- **Compito**:
Riproduca senza alcuna modifica tutte le righe dell'elenco seguente, omettendo le immagini.

^^^^^^^^^^^^^^^^

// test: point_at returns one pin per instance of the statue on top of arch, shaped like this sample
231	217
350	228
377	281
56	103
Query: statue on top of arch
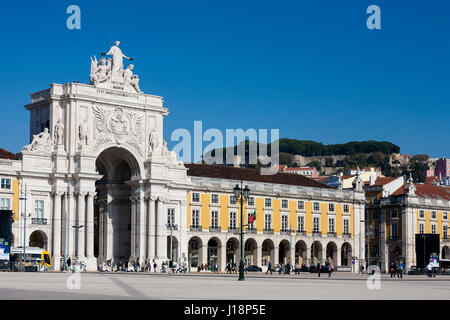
111	73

^^^^^^^^^^^^^^^^

- **Soluzione dell'esercizio**:
// test: point_at returns one pin per instance of the statue on top of arch, shaped like this sample
231	217
350	228
377	281
56	103
Query: statue on top of arch
111	73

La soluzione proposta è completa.